[Short problem a] Put the lines of the listing into a JSON list of strings, one string per line, starting at the listing's first line and ending with the line that contains "Outlines of the", and skip blank lines. Leave the pictures out of your answer.

** start of Excerpt **

The rate at which items are removed from this queue is determined by both the width and speed of the response link bus. A parameter sweep is performed on both the depth of the read return queue and the configuration of the response link bus to detail the impact these decisions have on the achievable efficiency of different speeds of DRAM. The results can be seen in can be seen in **Figure 3**. Even though the response link bus is a factor in some cases, in order to reach peak DRAM efficiency, a read return queue must have at least enough capacity for four responses packets. With a depth of four, the response link bus is the determining factor in whether or not the DRAM reaches this peak efficiently; this is discussed below.

#### 5.1.2. Link Bus Configuration

The efficiency of each DRAM channel is inherently linked with the overall performance of a BOB memory system. Therefore, optimal system configurations are ones in which the request link bus and response link bus do not negatively impact the DRAM efficiency. The width and speed of these buses should be configured such that request and response packets can be sent at a rate that does not stall the DRAM, either due to a lack of available requests issuable to the DRAM or due to an inability to clear the read return queue quickly enough.

** end of Excerpt **

[Short problem b] Repeat the part of the memory system excerpt that opens with the words containing "#### 5.1.2. Link" and closes with "queue quickly enough.".

** start of Data lines **

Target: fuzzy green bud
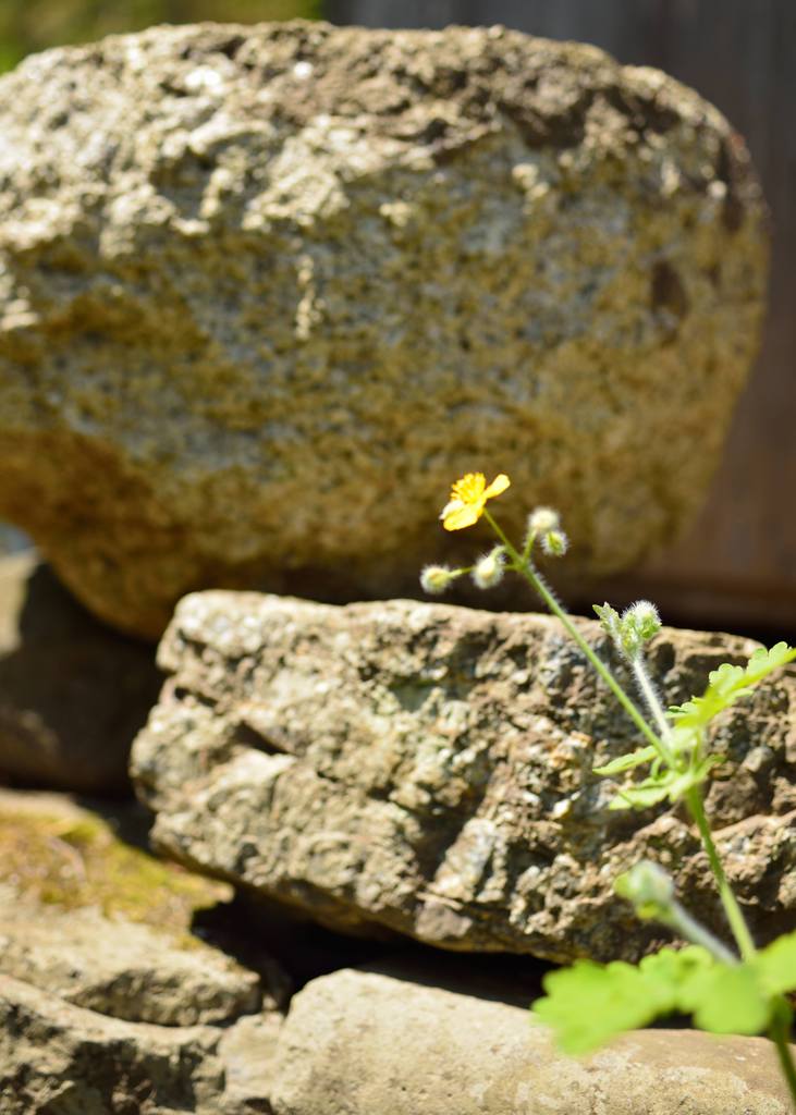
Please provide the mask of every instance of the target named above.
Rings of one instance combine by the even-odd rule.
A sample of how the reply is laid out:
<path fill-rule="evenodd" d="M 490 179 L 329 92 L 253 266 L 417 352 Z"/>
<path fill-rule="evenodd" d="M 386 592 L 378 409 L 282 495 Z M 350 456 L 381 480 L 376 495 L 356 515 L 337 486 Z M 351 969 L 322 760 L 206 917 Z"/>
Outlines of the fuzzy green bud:
<path fill-rule="evenodd" d="M 561 526 L 561 515 L 552 507 L 536 507 L 528 515 L 528 534 L 547 534 Z"/>
<path fill-rule="evenodd" d="M 563 558 L 570 549 L 570 540 L 563 531 L 547 531 L 542 535 L 542 552 L 549 558 Z"/>
<path fill-rule="evenodd" d="M 674 904 L 674 883 L 668 872 L 651 860 L 642 860 L 620 875 L 614 885 L 620 898 L 633 904 L 639 918 L 666 922 Z"/>
<path fill-rule="evenodd" d="M 610 604 L 594 605 L 600 617 L 600 626 L 611 636 L 625 658 L 637 659 L 644 643 L 653 639 L 661 629 L 660 615 L 649 600 L 637 600 L 620 615 Z"/>
<path fill-rule="evenodd" d="M 452 581 L 458 576 L 453 569 L 447 565 L 426 565 L 420 573 L 420 586 L 424 592 L 431 597 L 438 597 L 445 592 Z"/>
<path fill-rule="evenodd" d="M 503 546 L 495 546 L 476 562 L 473 568 L 473 580 L 479 589 L 494 589 L 503 580 L 505 563 Z"/>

** end of Data lines **

[Worked solution a]
[
  "Target: fuzzy green bud",
  "Please provide the mask of every instance of the target named above.",
  "Rings of one instance combine by the even-odd rule.",
  "A sample of how the reply is laid out:",
  "<path fill-rule=\"evenodd\" d=\"M 490 179 L 329 92 L 253 266 L 417 352 Z\"/>",
  "<path fill-rule=\"evenodd\" d=\"M 386 592 L 378 409 L 282 495 Z M 350 456 L 381 480 L 376 495 L 356 515 L 337 486 Z M 351 969 L 322 760 L 206 917 Z\"/>",
  "Outlines of the fuzzy green bud:"
]

[Worked solution b]
#### 5.1.2. Link Bus Configuration

The efficiency of each DRAM channel is inherently linked with the overall performance of a BOB memory system. Therefore, optimal system configurations are ones in which the request link bus and response link bus do not negatively impact the DRAM efficiency. The width and speed of these buses should be configured such that request and response packets can be sent at a rate that does not stall the DRAM, either due to a lack of available requests issuable to the DRAM or due to an inability to clear the read return queue quickly enough.